Collect each line in the entries below that contains the string "Target", and copy every such line in full. Matching is case-sensitive.

■ Exercise input
§ §

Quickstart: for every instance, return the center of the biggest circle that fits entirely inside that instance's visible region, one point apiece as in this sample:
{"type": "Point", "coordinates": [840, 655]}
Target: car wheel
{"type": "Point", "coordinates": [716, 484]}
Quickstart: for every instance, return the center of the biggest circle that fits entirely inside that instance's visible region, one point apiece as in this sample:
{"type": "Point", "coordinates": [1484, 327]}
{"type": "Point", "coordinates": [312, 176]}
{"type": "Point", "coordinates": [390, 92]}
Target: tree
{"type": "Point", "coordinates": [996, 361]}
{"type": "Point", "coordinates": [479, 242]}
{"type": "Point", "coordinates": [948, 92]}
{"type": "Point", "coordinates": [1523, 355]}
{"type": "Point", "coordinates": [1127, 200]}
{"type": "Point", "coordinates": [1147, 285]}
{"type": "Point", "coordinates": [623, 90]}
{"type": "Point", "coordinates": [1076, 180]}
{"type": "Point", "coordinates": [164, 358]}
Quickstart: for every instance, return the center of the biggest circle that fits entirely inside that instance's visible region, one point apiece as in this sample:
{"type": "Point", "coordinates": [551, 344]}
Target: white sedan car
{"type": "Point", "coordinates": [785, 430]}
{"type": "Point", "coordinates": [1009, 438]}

§ §

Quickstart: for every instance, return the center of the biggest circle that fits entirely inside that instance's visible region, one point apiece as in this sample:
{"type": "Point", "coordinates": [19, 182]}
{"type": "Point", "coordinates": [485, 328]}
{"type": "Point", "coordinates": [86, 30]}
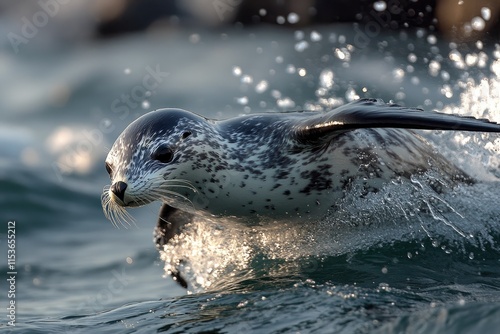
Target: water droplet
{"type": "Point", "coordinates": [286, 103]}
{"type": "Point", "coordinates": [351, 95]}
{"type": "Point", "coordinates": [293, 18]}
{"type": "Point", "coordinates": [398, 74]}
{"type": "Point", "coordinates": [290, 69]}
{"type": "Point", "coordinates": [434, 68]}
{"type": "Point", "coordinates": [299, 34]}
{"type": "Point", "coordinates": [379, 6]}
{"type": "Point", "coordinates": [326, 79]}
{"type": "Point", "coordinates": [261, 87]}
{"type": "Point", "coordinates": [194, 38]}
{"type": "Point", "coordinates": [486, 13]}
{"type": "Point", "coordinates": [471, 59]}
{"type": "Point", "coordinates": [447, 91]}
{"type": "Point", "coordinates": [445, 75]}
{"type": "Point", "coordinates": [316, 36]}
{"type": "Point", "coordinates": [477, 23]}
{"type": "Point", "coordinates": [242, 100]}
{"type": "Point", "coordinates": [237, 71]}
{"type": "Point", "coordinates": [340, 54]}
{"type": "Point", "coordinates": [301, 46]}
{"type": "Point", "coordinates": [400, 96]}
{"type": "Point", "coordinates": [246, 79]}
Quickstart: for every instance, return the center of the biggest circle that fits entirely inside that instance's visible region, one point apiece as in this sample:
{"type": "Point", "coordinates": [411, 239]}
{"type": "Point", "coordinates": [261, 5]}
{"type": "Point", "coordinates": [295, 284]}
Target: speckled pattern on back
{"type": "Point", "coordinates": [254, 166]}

§ §

■ Full output
Target: car wheel
Target: tree
Target: white sedan car
Target: water droplet
Target: speckled pattern on back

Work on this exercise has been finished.